▶ **Assignment**
What is wanted is an exact copy of all the entries.
-- Exercise data follows --
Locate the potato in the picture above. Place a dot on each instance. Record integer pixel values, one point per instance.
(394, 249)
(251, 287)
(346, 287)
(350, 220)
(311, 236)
-- Exercise data concluded --
▶ **Finished exercise**
Locate the potato in the picture above. Place a dot on each instance. Record integer pixel values, one point per instance.
(394, 249)
(251, 287)
(346, 287)
(350, 220)
(311, 236)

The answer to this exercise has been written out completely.